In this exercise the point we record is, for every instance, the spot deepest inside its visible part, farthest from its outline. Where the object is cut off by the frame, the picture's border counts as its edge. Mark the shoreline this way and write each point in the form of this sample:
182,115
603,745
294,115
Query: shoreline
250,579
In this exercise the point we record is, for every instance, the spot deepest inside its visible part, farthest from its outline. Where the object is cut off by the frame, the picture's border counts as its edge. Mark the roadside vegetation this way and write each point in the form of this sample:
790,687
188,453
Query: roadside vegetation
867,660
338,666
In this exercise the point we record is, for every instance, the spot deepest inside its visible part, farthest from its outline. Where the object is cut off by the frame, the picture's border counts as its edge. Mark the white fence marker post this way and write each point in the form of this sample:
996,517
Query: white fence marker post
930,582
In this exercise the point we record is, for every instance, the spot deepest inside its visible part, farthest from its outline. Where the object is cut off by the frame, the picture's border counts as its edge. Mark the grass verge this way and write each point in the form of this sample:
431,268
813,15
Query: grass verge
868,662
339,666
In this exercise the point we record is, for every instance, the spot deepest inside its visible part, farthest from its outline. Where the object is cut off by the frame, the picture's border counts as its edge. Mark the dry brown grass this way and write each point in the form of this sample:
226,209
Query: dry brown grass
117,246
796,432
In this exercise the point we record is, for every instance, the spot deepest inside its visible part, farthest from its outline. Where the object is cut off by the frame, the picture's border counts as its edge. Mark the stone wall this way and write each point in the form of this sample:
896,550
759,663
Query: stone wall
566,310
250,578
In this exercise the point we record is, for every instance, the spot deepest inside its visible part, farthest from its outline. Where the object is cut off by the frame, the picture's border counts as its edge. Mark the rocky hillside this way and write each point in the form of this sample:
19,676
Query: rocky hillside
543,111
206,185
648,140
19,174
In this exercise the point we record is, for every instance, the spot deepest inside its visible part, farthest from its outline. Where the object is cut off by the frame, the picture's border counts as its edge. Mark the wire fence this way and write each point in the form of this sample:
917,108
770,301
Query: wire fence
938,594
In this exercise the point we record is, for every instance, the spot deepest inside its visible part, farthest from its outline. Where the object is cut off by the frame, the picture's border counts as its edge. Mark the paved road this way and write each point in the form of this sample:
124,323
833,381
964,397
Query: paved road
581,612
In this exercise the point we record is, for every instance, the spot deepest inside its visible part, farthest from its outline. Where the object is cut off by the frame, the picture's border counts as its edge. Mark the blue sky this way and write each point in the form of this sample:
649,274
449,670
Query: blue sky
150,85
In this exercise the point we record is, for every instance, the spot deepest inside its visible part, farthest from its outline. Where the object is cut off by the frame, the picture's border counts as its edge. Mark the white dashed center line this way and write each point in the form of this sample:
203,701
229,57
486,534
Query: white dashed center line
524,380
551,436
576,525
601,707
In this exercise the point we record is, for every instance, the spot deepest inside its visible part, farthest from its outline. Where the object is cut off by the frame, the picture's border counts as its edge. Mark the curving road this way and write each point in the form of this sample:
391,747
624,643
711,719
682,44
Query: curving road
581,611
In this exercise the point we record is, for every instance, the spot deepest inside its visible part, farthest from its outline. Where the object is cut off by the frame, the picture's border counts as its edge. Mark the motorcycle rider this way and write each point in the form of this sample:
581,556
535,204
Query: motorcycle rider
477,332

──────────

Print every record above exactly as written.

**EXERCISE OUTPUT:**
In this exercise the point we record is, for every instance, the spot deepest inside its visible part, farthest from its outline. Where the object is cut off by the frame, the picture's border counts as its edge. Mark the shoreline this way and write each point in the form of this sample:
182,115
603,745
294,115
Query: shoreline
250,579
In this exercise the point we record is, for every instance, the spot deepest inside its visible part, farthest from its outline. Where the object is cut off by the frame, the picture's border counts as its edge. Mark the roadside vegetation this way and write each point in the form of this sample:
790,687
188,453
Query: roadside vegetation
867,660
338,666
In this exercise the point we record is, for every instance, the spot deepest inside its visible part, farthest from its outline. Where the object is cut off by the frame, the picture's border counts as its edge. Mark the white fence marker post this way and write each point in the form of this sample:
996,517
Query: white fence marker post
930,582
In this exercise the point we record is, for every instance, the spot deepest inside its visible part, farthest from its outline. Where the object is cut off by the frame, the picture's border counts as its edge. Mark the grass verge this way and write each point in the form of this sample:
431,268
813,15
Query: grass verge
868,662
339,666
In this exercise the point we record is, for every instance, the spot deepest inside its visible part, farthest from its outline. Where the object is cut off by the frame, the picture's border counts as its edge. Mark the dry brown grass this way and write each point in the form of this sample:
226,209
Query: dry brown grass
117,246
796,432
In this exercise the point we record is, for every instance, the spot deepest inside its visible part, farthest from its outline. Where the object is cut off by the frame, the picture's border counts as its edge. Mark the stone wall this way and write each point in the form of this sample:
896,550
759,663
Query: stone wall
566,310
250,578
In this exercise the point we record is, for every instance, the spot deepest inside its visible part, farthest from its outline. Where the object is cut off by the frame, the picture's border counts as its edge. Mark the rocky hillside this way and write each point in the form of this sample:
19,676
Query: rocky hillside
543,111
206,185
648,140
19,174
In this exercise the point we record is, for every instance, the spot deepest inside its visible part, farthest from its outline. Where the object is cut off by the frame, the picture's border counts as its edge. Mark the wire fence this way and write each point in the form of this sample:
917,108
770,301
Query: wire fence
938,594
In this exercise the point we record is, for every instance, the spot deepest inside its visible part, farthest from its outline. Where the object is cut off by the frame, the picture's border counts as its edge. Mark the paved road this way and write each point in the form of this sample:
124,323
833,381
964,397
Query: paved road
581,612
In this exercise the point we record is, for every instance, the spot deepest inside its visible part, farthest from its outline. Where the object is cut off by the frame, the picture's border counts as its edge. Mark the blue sky this way and write each point in the form of this sample:
649,274
449,670
Query: blue sky
150,85
In this exercise the point we record is, for every instance, the spot deepest inside its visible part, farthest from its outline. Where the object is cut off by the frame, the picture's border counts as its edge. Mark the white dashed center line this way and write each point in the form of this sample:
203,701
229,57
486,534
Query: white dashed center line
524,380
551,436
576,525
601,707
In this exercise the point we record is, for every instance, the spot deepest inside its visible part, farthest from its outline. Where the object is cut off by the frame, the picture's border counts as its edge. Mark the curving road this way and write each point in the form of this sample:
391,747
624,643
711,719
682,44
Query: curving road
581,611
In this exercise the point we record is, for every instance, the spot deepest inside its visible part, farthest from its outline. Where the object is cut off by the frame, the picture's border counts as its edge. Mark the motorcycle rider this way and write each point in the form of this sample:
581,556
535,204
Query: motorcycle rider
477,332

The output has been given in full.